## YOUR INSTRUCTIONS
Each of the records below must be reproduced exactly.

## DATA RECORDS
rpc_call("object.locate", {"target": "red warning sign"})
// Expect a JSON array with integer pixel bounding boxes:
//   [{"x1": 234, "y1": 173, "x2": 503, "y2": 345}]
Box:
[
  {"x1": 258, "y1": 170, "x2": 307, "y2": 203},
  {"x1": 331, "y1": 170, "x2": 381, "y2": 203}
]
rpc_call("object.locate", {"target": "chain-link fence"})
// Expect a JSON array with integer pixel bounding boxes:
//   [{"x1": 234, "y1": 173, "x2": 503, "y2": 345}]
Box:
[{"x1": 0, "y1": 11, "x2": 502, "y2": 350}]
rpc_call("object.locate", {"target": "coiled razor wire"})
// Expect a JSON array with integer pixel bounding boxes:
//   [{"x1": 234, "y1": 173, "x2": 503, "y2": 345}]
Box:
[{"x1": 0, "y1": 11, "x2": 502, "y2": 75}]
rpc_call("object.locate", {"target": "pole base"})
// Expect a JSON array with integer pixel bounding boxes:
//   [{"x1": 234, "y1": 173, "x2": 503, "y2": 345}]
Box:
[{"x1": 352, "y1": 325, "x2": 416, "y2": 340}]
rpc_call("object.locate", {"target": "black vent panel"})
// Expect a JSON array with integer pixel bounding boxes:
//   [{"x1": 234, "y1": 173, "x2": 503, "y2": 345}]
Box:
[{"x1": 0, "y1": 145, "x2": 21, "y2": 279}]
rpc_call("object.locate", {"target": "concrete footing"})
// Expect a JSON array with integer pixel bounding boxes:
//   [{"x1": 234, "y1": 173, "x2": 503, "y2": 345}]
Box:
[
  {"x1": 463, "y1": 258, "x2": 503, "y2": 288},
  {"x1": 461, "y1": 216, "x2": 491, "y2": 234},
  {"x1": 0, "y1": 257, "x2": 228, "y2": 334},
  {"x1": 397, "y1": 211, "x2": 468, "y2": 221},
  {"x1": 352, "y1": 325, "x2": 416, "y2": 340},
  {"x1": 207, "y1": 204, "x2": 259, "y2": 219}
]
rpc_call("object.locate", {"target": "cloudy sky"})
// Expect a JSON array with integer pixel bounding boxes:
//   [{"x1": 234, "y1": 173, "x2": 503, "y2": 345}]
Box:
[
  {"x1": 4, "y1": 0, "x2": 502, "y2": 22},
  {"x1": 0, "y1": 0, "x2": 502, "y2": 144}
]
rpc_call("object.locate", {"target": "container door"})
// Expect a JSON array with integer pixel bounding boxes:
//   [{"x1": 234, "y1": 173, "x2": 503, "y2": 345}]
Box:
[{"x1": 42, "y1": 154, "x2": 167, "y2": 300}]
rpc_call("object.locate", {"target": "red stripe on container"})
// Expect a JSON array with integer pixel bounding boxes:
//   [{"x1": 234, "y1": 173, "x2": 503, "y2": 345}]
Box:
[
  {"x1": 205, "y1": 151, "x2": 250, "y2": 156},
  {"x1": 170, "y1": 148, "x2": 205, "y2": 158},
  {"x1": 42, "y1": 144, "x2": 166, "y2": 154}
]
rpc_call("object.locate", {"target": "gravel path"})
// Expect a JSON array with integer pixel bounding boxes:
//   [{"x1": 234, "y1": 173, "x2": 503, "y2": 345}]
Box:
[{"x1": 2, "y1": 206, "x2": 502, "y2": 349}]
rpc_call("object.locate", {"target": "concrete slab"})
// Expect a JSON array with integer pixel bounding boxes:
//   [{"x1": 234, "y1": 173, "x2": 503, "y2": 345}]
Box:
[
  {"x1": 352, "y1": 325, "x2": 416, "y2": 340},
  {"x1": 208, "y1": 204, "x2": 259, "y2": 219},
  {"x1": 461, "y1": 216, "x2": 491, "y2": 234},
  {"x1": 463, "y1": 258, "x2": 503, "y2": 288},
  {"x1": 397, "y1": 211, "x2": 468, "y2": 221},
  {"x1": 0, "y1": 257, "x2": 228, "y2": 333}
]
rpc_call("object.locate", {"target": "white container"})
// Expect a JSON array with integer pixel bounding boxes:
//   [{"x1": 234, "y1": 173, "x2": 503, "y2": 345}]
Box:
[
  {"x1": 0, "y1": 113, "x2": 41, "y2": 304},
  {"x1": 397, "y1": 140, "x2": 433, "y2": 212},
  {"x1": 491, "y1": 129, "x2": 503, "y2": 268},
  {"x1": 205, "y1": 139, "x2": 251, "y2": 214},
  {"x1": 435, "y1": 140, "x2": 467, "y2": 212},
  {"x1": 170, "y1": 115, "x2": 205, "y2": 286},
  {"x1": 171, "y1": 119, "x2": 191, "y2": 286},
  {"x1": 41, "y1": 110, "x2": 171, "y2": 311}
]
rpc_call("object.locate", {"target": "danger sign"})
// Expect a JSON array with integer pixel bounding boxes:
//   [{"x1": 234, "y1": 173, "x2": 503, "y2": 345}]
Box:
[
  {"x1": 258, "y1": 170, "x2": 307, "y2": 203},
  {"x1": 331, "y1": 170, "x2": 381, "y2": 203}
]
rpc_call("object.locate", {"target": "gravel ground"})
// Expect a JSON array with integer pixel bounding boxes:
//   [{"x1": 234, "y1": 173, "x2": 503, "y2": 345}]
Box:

## SOLVED PROBLEM
rpc_call("object.locate", {"target": "red warning sign"})
// Expect a JSON array with integer pixel bounding boxes:
//   [{"x1": 234, "y1": 173, "x2": 503, "y2": 345}]
Box:
[
  {"x1": 258, "y1": 170, "x2": 307, "y2": 203},
  {"x1": 331, "y1": 170, "x2": 381, "y2": 203}
]
rpc_call("object.locate", {"target": "chain-link fence"})
// Expect a JSON array with integer pixel bounding boxes:
//   [{"x1": 234, "y1": 173, "x2": 503, "y2": 345}]
Box:
[{"x1": 0, "y1": 11, "x2": 502, "y2": 350}]
rpc_call("object.locate", {"target": "coiled razor wire"})
// Expect a JSON array with integer pixel bounding boxes:
//   [{"x1": 234, "y1": 173, "x2": 503, "y2": 345}]
Box:
[{"x1": 0, "y1": 11, "x2": 502, "y2": 75}]
rpc_call("object.locate", {"target": "pole base"})
// Expect a JSON array with integer pixel bounding boxes:
//   [{"x1": 234, "y1": 173, "x2": 503, "y2": 345}]
Box:
[{"x1": 352, "y1": 325, "x2": 416, "y2": 340}]
rpc_call("object.locate", {"target": "black vent panel"})
// Expect a JSON array with integer pixel bounding boxes:
//   [{"x1": 234, "y1": 173, "x2": 503, "y2": 345}]
Box:
[{"x1": 0, "y1": 145, "x2": 21, "y2": 279}]
rpc_call("object.locate", {"target": "concrete footing"})
// Expect a JSON array with integer pixel bounding boxes:
//   [{"x1": 234, "y1": 173, "x2": 503, "y2": 345}]
Box:
[
  {"x1": 463, "y1": 258, "x2": 503, "y2": 288},
  {"x1": 461, "y1": 216, "x2": 491, "y2": 234},
  {"x1": 0, "y1": 257, "x2": 228, "y2": 334},
  {"x1": 397, "y1": 211, "x2": 468, "y2": 221},
  {"x1": 352, "y1": 325, "x2": 416, "y2": 340},
  {"x1": 207, "y1": 204, "x2": 259, "y2": 219}
]
rpc_call("object.locate", {"target": "cloudy sky"})
// Expect a JSON array with integer pixel bounding boxes:
//   [{"x1": 234, "y1": 173, "x2": 503, "y2": 345}]
Box:
[
  {"x1": 4, "y1": 0, "x2": 502, "y2": 22},
  {"x1": 0, "y1": 0, "x2": 502, "y2": 144}
]
rpc_call("object.locate", {"target": "container door"})
// Expect a JSON array with integer pixel bounding boxes:
//   [{"x1": 234, "y1": 173, "x2": 503, "y2": 345}]
Box:
[{"x1": 42, "y1": 154, "x2": 167, "y2": 300}]
rpc_call("object.locate", {"target": "red stripe on container"})
// Expect a JSON array with integer pixel bounding boxes:
//   [{"x1": 234, "y1": 173, "x2": 503, "y2": 345}]
Box:
[
  {"x1": 205, "y1": 151, "x2": 250, "y2": 156},
  {"x1": 170, "y1": 148, "x2": 205, "y2": 158},
  {"x1": 42, "y1": 144, "x2": 166, "y2": 154}
]
rpc_call("object.locate", {"target": "gravel path"})
// Expect a JSON array with integer pixel bounding boxes:
//   [{"x1": 234, "y1": 173, "x2": 503, "y2": 345}]
Box:
[{"x1": 2, "y1": 206, "x2": 502, "y2": 349}]
rpc_call("object.locate", {"target": "concrete slab"})
// Expect a JSON array with integer pixel bounding boxes:
//   [{"x1": 234, "y1": 173, "x2": 503, "y2": 345}]
Box:
[
  {"x1": 352, "y1": 325, "x2": 416, "y2": 340},
  {"x1": 208, "y1": 204, "x2": 259, "y2": 219},
  {"x1": 461, "y1": 216, "x2": 491, "y2": 234},
  {"x1": 463, "y1": 258, "x2": 503, "y2": 288},
  {"x1": 397, "y1": 211, "x2": 468, "y2": 221},
  {"x1": 0, "y1": 257, "x2": 228, "y2": 333}
]
rpc_call("object.locate", {"target": "white container"})
// Expect a JSON array with integer pixel bounding boxes:
//   [{"x1": 234, "y1": 173, "x2": 503, "y2": 345}]
Box:
[
  {"x1": 0, "y1": 113, "x2": 41, "y2": 304},
  {"x1": 397, "y1": 140, "x2": 433, "y2": 212},
  {"x1": 491, "y1": 129, "x2": 503, "y2": 268},
  {"x1": 205, "y1": 139, "x2": 251, "y2": 214},
  {"x1": 435, "y1": 140, "x2": 467, "y2": 212},
  {"x1": 170, "y1": 115, "x2": 205, "y2": 286},
  {"x1": 171, "y1": 119, "x2": 191, "y2": 286},
  {"x1": 41, "y1": 110, "x2": 171, "y2": 311}
]
rpc_call("object.locate", {"target": "danger sign"})
// Expect a JSON array with integer pixel bounding boxes:
//   [{"x1": 234, "y1": 173, "x2": 503, "y2": 345}]
Box:
[
  {"x1": 258, "y1": 170, "x2": 307, "y2": 203},
  {"x1": 331, "y1": 170, "x2": 381, "y2": 203}
]
rpc_call("object.locate", {"target": "gravel ground"})
// Expect a JSON array with integer pixel bounding boxes:
//   [{"x1": 234, "y1": 173, "x2": 503, "y2": 345}]
Box:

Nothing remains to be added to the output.